■ **Extracted data**:
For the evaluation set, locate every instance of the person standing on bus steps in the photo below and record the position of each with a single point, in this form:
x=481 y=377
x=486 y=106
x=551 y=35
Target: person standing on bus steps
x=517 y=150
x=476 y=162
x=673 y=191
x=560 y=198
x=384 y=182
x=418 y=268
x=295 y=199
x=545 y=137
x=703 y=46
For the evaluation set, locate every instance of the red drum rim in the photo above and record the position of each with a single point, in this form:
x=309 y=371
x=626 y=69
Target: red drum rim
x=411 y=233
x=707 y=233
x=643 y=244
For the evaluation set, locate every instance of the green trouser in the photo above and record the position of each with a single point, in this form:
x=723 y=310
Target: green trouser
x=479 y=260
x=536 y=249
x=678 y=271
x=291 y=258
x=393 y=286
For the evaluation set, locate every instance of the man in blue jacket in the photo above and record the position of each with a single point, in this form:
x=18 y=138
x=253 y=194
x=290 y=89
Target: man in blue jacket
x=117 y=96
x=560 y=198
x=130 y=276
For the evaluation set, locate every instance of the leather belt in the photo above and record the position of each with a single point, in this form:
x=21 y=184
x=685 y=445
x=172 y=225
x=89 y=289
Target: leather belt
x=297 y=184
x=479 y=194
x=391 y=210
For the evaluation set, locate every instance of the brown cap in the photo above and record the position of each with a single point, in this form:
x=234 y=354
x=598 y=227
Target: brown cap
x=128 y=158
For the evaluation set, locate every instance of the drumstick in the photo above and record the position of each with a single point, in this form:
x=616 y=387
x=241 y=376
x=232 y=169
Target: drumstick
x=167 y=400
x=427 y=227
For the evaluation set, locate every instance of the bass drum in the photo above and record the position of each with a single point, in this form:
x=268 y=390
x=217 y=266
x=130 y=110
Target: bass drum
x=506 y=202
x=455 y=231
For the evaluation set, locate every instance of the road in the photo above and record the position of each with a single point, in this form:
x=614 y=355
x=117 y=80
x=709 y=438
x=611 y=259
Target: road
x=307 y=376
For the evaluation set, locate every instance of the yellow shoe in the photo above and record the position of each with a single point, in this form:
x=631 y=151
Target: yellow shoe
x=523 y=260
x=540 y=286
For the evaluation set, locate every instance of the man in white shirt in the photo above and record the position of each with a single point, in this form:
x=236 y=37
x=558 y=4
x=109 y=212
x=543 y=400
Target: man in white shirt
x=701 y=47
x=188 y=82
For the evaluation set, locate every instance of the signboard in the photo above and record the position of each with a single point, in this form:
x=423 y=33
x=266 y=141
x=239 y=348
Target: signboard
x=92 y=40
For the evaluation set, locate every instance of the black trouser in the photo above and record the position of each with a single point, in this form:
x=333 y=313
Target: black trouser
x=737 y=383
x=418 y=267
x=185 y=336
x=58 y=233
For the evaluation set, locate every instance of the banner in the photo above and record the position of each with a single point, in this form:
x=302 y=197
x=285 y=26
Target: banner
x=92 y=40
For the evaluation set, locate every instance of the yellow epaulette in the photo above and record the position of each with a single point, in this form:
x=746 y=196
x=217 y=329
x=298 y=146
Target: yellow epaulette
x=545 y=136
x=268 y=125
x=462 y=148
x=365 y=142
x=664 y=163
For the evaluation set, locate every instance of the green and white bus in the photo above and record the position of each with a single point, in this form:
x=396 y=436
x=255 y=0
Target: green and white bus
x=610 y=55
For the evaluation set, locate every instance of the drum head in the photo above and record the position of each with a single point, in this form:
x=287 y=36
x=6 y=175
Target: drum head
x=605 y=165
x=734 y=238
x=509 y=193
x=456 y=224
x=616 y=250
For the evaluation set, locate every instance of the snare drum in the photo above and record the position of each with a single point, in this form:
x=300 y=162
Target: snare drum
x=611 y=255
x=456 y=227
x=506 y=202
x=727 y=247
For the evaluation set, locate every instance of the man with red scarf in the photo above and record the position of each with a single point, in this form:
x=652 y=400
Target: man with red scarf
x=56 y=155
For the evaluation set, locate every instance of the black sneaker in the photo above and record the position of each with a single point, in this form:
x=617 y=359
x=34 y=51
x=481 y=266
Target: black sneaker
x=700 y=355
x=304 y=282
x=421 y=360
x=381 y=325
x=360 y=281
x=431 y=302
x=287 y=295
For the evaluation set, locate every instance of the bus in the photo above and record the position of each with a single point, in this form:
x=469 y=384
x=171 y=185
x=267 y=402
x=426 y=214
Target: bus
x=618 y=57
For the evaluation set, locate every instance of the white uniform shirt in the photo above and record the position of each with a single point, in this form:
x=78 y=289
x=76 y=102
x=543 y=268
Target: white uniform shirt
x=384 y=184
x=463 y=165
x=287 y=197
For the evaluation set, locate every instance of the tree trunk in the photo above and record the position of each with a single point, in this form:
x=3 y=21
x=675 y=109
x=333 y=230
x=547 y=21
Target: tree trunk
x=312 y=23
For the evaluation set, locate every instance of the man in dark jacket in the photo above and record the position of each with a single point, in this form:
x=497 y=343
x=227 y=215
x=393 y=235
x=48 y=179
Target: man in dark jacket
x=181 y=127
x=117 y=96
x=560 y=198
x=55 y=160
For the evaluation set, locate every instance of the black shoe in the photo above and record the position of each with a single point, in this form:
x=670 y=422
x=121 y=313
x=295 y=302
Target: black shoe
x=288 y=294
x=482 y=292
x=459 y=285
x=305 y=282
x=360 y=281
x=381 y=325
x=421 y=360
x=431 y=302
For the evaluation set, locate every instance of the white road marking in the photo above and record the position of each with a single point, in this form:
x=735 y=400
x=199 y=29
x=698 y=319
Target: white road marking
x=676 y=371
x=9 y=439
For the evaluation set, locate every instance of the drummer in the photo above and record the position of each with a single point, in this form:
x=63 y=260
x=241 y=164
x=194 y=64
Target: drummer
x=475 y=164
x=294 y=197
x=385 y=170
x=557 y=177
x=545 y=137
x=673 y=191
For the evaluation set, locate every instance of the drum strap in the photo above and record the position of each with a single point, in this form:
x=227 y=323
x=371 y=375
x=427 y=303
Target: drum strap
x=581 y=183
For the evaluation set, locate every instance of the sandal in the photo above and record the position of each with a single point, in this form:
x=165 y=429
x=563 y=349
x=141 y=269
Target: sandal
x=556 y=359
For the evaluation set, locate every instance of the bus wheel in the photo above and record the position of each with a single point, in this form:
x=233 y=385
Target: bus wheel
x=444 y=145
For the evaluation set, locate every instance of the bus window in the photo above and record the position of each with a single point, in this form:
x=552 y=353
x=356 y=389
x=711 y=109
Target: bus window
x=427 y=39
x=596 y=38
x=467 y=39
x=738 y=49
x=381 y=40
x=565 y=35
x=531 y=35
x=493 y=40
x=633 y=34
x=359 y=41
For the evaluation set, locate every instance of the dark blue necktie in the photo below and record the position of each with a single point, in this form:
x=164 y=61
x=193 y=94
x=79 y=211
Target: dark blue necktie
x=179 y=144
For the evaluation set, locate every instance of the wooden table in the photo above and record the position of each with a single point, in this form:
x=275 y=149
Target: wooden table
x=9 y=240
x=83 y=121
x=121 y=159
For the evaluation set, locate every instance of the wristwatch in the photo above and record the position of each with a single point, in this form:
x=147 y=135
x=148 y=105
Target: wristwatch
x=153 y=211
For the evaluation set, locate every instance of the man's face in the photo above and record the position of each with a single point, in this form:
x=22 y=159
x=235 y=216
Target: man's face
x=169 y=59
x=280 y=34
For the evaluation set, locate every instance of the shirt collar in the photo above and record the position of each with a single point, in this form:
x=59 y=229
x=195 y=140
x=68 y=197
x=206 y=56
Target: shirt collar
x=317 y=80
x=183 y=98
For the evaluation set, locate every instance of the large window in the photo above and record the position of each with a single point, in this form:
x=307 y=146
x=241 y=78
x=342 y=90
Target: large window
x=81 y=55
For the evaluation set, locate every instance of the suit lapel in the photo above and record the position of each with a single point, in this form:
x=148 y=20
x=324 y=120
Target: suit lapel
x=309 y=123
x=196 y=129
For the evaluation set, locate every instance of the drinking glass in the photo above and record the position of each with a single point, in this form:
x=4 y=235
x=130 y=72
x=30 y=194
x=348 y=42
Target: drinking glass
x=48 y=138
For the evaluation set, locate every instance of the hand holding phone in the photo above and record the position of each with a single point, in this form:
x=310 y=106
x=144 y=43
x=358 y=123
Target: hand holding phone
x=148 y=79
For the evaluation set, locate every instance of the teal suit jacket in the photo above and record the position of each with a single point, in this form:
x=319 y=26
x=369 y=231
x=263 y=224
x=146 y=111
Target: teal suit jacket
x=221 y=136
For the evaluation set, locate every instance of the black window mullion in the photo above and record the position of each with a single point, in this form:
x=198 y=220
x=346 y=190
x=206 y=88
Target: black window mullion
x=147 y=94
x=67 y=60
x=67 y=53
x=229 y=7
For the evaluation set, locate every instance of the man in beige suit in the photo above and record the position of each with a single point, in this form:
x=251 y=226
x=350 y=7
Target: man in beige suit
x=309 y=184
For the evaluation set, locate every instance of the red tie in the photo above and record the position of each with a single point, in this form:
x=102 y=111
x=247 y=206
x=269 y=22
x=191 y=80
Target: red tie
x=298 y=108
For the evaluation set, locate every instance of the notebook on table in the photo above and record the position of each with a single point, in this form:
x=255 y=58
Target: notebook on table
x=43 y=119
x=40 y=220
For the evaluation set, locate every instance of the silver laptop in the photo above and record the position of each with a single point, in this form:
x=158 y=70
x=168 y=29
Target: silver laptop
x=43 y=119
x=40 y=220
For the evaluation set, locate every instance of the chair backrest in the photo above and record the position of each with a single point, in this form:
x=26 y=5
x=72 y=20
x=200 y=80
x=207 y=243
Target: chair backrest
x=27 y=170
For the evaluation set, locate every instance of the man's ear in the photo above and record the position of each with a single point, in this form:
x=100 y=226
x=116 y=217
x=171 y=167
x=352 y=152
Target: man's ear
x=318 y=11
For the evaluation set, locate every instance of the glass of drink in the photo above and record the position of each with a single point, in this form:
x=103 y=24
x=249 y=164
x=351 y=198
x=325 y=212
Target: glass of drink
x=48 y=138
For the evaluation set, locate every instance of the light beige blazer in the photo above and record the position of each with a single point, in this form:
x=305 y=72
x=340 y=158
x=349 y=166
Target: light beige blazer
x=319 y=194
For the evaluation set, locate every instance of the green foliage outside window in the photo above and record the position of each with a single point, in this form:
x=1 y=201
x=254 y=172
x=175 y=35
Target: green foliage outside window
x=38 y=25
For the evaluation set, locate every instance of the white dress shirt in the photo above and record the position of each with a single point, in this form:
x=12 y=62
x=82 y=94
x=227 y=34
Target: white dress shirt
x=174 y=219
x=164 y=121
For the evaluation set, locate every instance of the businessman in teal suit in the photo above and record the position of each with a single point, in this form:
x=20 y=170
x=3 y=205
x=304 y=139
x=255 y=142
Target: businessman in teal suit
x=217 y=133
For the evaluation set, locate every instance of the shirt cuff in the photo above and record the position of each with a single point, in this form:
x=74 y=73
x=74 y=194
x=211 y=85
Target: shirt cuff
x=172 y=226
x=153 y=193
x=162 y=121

■ **Directions for this task**: Reproduce the records above verbatim, starting at the line containing "For the evaluation set, locate every instance of the brown" and ending at the line containing "x=128 y=158", both included.

■ **Task response**:
For the evaluation set, locate every instance of the brown cap in the photo above and record the position of each with a single point, in this form:
x=234 y=354
x=598 y=227
Target: brown cap
x=128 y=158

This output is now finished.